Work to do: Convert the material below, from the line with "the car window." up to and including the line with "(1077, 404)", into a Markdown table with the columns Row and Line text, numbering each row and leaving out blank lines.

* begin *

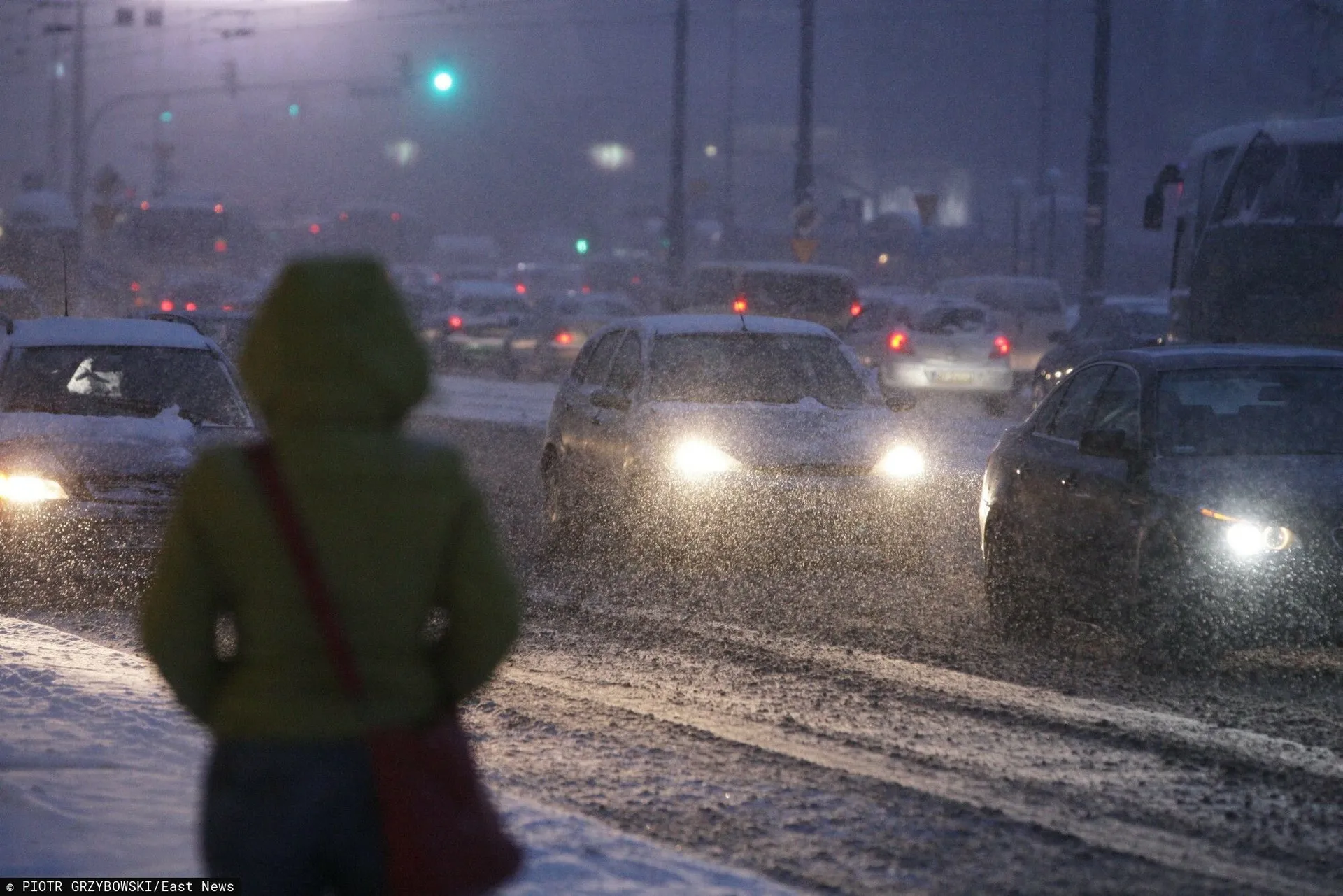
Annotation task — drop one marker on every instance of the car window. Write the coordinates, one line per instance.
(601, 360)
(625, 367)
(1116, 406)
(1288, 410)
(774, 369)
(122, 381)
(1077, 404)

* end *
* begin *

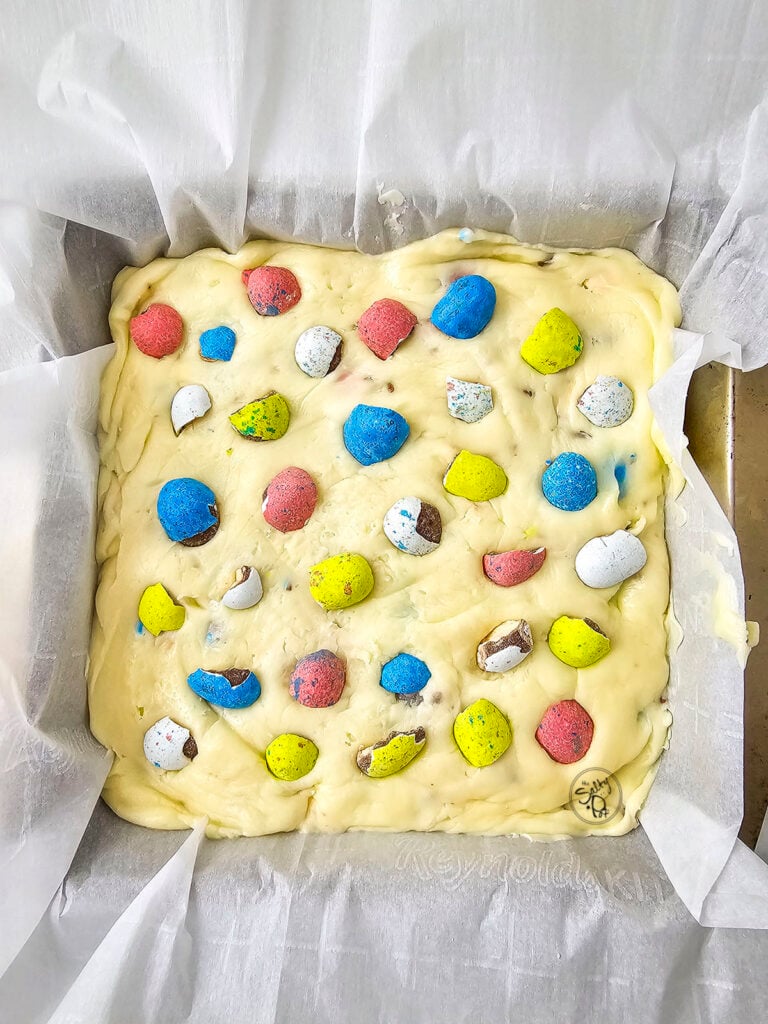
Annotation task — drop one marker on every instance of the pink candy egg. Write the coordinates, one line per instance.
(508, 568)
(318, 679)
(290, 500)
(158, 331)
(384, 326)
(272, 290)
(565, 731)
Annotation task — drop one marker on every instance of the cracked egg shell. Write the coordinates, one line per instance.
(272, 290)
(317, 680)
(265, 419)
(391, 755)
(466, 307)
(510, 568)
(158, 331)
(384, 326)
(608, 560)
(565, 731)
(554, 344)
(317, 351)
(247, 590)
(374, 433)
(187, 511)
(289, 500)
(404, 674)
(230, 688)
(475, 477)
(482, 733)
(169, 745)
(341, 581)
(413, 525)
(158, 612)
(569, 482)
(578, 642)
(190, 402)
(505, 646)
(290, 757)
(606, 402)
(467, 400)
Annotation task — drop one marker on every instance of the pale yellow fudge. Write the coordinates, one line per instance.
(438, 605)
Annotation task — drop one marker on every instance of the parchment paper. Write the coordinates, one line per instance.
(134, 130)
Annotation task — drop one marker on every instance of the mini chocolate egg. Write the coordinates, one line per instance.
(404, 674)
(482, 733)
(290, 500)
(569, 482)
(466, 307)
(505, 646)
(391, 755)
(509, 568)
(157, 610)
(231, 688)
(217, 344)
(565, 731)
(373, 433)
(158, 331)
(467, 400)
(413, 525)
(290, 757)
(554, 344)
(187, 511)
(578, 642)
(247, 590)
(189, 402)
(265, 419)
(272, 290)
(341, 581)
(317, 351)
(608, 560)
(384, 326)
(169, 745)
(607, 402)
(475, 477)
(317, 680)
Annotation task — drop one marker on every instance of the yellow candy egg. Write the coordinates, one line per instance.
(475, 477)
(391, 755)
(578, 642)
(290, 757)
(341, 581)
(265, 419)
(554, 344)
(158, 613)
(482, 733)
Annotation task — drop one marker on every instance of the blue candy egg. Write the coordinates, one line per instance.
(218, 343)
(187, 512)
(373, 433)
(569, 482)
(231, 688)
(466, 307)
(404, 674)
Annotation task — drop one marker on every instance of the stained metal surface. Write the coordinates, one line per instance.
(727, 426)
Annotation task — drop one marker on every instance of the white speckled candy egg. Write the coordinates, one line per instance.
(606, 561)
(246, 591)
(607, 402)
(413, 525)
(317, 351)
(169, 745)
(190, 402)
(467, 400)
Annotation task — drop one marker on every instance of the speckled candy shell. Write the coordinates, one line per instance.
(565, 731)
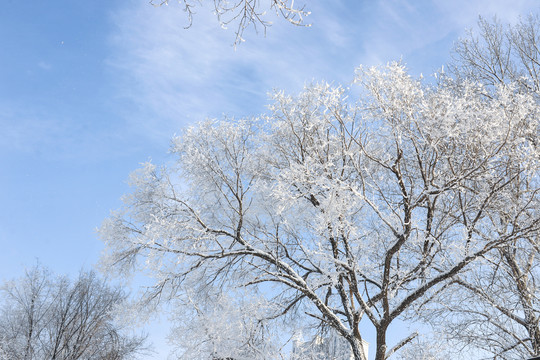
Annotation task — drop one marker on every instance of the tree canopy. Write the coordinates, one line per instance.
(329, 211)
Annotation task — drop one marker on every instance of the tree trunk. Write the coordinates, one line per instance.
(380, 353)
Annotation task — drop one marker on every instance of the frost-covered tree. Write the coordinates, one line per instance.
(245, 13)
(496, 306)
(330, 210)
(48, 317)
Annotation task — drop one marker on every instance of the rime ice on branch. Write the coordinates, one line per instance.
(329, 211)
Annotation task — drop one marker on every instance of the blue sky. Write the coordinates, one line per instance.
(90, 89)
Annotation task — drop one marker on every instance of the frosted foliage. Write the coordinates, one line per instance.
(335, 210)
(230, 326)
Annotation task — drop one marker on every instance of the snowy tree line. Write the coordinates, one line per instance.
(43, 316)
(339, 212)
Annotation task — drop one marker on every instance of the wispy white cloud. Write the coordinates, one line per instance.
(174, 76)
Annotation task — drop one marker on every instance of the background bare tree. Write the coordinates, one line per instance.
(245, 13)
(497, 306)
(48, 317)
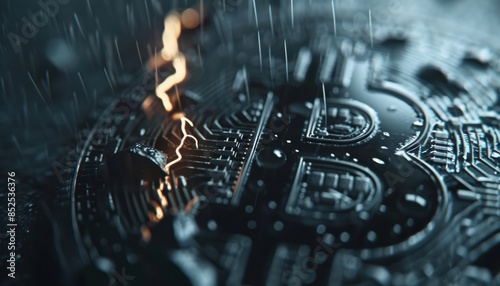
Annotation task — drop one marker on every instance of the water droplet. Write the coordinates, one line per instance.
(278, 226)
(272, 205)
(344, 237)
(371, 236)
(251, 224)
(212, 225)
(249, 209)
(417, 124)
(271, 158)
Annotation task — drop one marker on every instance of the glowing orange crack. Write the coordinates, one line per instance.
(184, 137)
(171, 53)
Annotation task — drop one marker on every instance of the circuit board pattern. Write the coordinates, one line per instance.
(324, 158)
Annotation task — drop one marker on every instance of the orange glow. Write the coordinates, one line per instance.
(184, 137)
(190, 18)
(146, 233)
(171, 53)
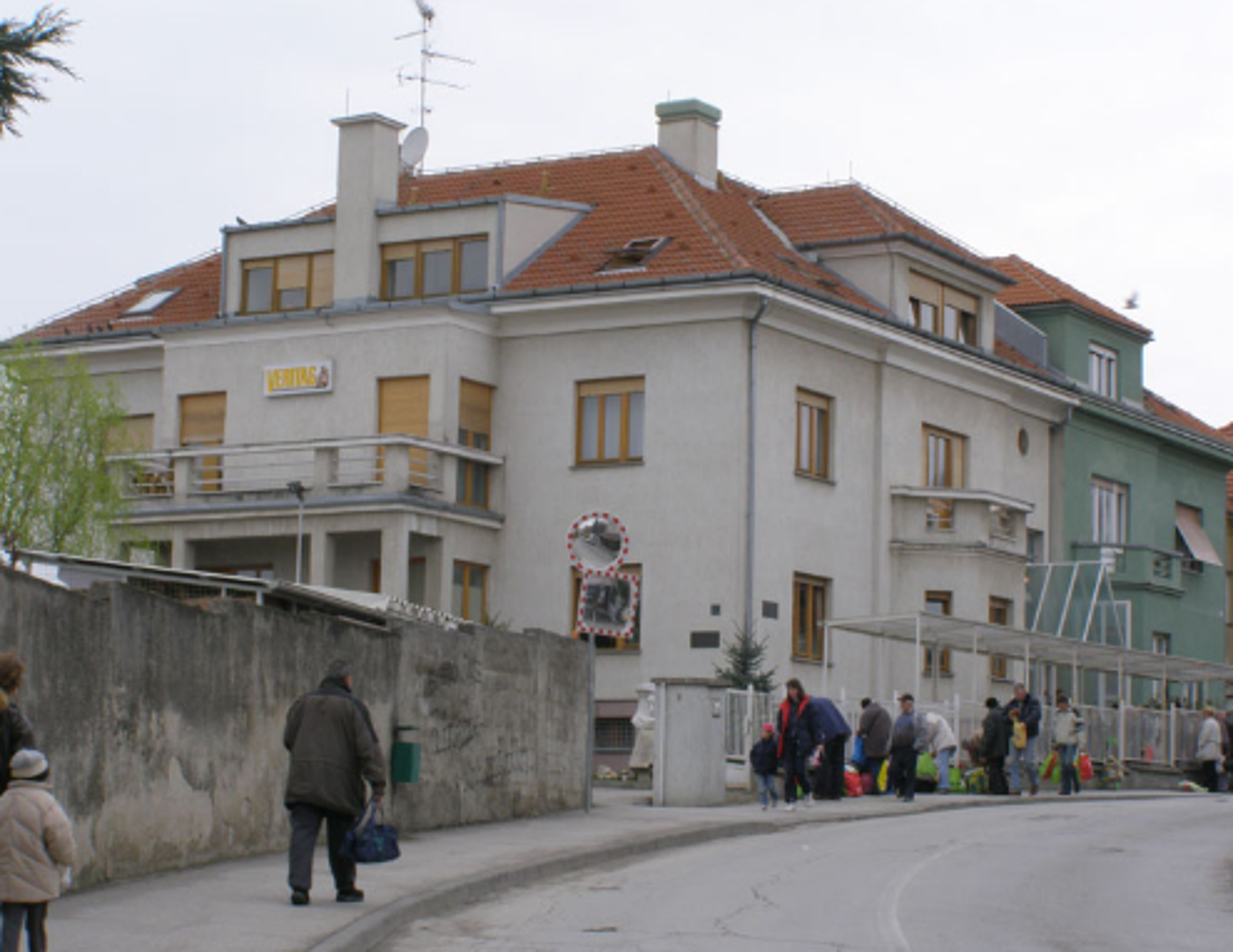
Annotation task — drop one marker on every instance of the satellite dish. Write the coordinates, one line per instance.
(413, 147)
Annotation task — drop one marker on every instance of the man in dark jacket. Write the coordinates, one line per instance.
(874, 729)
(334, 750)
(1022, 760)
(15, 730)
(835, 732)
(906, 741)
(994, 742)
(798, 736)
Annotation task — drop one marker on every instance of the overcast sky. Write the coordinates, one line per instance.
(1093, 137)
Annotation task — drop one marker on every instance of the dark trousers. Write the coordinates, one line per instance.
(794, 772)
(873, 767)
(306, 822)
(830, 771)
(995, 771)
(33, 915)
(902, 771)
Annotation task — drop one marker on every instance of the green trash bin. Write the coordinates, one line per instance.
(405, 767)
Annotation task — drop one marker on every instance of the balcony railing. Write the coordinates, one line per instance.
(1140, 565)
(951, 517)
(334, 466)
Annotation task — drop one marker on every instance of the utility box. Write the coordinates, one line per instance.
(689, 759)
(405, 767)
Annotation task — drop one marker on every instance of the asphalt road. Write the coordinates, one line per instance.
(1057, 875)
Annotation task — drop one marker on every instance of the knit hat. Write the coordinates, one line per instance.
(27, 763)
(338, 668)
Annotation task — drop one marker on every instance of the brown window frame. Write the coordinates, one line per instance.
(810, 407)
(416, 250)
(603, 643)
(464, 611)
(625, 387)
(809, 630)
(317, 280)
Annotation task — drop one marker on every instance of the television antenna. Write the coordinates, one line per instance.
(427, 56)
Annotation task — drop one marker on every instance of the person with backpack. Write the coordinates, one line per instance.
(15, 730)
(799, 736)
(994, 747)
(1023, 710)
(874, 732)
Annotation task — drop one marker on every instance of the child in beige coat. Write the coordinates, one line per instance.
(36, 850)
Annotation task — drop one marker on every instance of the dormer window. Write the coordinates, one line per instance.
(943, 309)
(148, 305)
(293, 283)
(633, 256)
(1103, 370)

* end *

Final result:
| Row | Line text |
|---|---|
| 1 | Annotation task — drop one marker on every instance of the car window. Write the coordinates, one line per instance. |
| 2 | (601, 360) |
| 3 | (625, 367) |
| 4 | (1116, 406) |
| 5 | (1288, 410) |
| 6 | (774, 369) |
| 7 | (122, 381) |
| 8 | (1077, 404) |